Task to complete:
Each entry below is to be written out exactly, and the pictures are to be left out.

Entries provided:

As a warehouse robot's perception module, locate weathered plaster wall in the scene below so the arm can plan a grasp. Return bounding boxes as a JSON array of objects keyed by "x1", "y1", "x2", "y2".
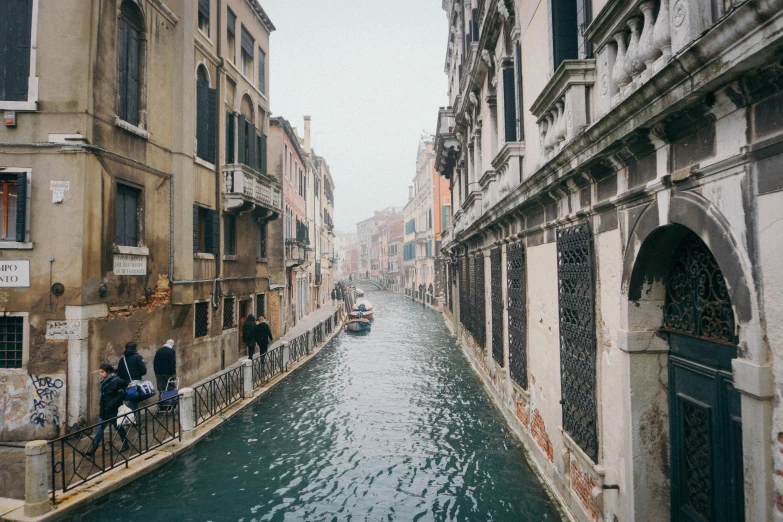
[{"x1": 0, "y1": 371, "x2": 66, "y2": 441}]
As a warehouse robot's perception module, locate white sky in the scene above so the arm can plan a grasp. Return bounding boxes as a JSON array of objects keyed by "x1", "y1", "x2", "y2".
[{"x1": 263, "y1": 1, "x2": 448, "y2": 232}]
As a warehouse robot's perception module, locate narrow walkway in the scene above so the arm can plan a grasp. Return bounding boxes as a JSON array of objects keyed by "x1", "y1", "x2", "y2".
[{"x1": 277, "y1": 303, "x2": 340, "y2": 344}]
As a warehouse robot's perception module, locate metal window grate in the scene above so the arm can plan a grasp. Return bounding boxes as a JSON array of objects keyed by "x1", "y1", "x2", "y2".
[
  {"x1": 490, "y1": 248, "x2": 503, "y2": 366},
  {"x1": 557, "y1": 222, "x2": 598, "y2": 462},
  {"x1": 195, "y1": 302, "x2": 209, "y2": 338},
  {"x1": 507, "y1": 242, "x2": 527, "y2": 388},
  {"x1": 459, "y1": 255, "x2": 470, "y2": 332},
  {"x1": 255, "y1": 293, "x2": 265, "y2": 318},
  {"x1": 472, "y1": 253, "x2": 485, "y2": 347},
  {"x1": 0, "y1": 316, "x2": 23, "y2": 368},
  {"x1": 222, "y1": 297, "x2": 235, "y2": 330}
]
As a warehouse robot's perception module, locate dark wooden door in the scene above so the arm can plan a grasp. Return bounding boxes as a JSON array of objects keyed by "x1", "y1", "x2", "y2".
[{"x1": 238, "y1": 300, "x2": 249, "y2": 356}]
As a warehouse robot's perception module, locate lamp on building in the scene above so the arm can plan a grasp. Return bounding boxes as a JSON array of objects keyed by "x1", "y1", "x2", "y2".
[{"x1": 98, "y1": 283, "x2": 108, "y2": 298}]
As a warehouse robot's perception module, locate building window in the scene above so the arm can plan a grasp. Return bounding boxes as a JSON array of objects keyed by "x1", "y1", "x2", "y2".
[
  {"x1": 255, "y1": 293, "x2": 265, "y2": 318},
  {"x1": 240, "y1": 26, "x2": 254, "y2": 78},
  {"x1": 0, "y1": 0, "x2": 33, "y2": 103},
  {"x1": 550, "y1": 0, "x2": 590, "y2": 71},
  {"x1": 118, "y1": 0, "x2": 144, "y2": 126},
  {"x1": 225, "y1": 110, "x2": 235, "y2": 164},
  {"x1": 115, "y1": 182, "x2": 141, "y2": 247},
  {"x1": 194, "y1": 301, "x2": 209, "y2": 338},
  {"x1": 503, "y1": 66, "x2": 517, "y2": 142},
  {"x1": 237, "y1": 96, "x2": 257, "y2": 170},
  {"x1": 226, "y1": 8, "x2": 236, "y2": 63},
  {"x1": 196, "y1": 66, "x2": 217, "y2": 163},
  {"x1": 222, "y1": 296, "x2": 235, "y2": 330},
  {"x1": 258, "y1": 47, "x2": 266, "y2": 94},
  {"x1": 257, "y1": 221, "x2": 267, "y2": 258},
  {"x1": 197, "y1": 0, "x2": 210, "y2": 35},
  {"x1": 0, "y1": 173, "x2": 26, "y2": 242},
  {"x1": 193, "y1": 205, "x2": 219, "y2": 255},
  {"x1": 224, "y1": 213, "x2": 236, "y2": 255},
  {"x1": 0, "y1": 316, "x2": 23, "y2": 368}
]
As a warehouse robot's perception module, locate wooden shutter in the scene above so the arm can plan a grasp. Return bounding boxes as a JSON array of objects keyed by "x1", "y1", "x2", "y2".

Your solution:
As a warehouse robot's perception module, locate weathered plaster wall in the scene below so the arm can plan a grasp. Return bounding boxes as a JSON array of objects keyed by "x1", "y1", "x2", "y2".
[{"x1": 0, "y1": 371, "x2": 66, "y2": 441}]
As a warehouse robot's perception module, locate white sky in the scene above so the arm can plan a grasp. Return bounding boxes as a JSON array of objects keyed by "x1", "y1", "x2", "y2".
[{"x1": 263, "y1": 1, "x2": 448, "y2": 232}]
As a warehouse robot's perception module, locate narrow walkway in the scene above so the arm can plan a grasp. Return bounding boxes as a JSON array of objects keyed by "x1", "y1", "x2", "y2".
[{"x1": 277, "y1": 303, "x2": 340, "y2": 344}]
As a warehouse robot's perception module, locate metal window grate in the scene above so the arm can plan a grasp. Return bounding boxes as a JSON array of objects keyed by "x1", "y1", "x2", "y2".
[
  {"x1": 490, "y1": 248, "x2": 503, "y2": 366},
  {"x1": 557, "y1": 222, "x2": 598, "y2": 462},
  {"x1": 195, "y1": 302, "x2": 209, "y2": 338},
  {"x1": 507, "y1": 242, "x2": 527, "y2": 388},
  {"x1": 459, "y1": 255, "x2": 470, "y2": 332},
  {"x1": 255, "y1": 293, "x2": 265, "y2": 318},
  {"x1": 472, "y1": 253, "x2": 485, "y2": 347},
  {"x1": 0, "y1": 316, "x2": 23, "y2": 368},
  {"x1": 222, "y1": 297, "x2": 235, "y2": 330}
]
As a warehouse robot's perception module, locate dark wooden door in the scene above so the arm can plan a grasp. Return bounding boxes as a JSON array of objects keyed by "x1", "y1", "x2", "y2".
[{"x1": 238, "y1": 300, "x2": 249, "y2": 356}]
As a warehouse robot's perception module, locate lamp on building in the scene above so the arm can plan a grasp. Return bounding boxes as a JSON array of objects keyed by "x1", "y1", "x2", "y2".
[{"x1": 98, "y1": 283, "x2": 108, "y2": 298}]
As a warehouse robot's perception module, locate building window in the scene above so the arm can plan a grasp. Return bounding boxes as a JSON array of objects keyed by "x1", "y1", "x2", "y2".
[
  {"x1": 255, "y1": 293, "x2": 265, "y2": 318},
  {"x1": 240, "y1": 26, "x2": 254, "y2": 78},
  {"x1": 0, "y1": 0, "x2": 33, "y2": 103},
  {"x1": 550, "y1": 0, "x2": 590, "y2": 71},
  {"x1": 118, "y1": 0, "x2": 144, "y2": 126},
  {"x1": 225, "y1": 110, "x2": 235, "y2": 164},
  {"x1": 115, "y1": 182, "x2": 141, "y2": 247},
  {"x1": 194, "y1": 301, "x2": 209, "y2": 338},
  {"x1": 503, "y1": 66, "x2": 517, "y2": 142},
  {"x1": 237, "y1": 96, "x2": 257, "y2": 170},
  {"x1": 226, "y1": 8, "x2": 236, "y2": 63},
  {"x1": 196, "y1": 66, "x2": 217, "y2": 163},
  {"x1": 222, "y1": 296, "x2": 235, "y2": 330},
  {"x1": 258, "y1": 47, "x2": 266, "y2": 94},
  {"x1": 257, "y1": 221, "x2": 267, "y2": 258},
  {"x1": 197, "y1": 0, "x2": 210, "y2": 35},
  {"x1": 0, "y1": 173, "x2": 26, "y2": 242},
  {"x1": 193, "y1": 205, "x2": 219, "y2": 255},
  {"x1": 224, "y1": 213, "x2": 236, "y2": 255},
  {"x1": 0, "y1": 316, "x2": 23, "y2": 368}
]
As a warehouse robot's perception module, locate wooden shutter in the scene above so the arm can plan a grasp. Return bounding boxes as a JSON array of objects keyed by "x1", "y1", "x2", "y2".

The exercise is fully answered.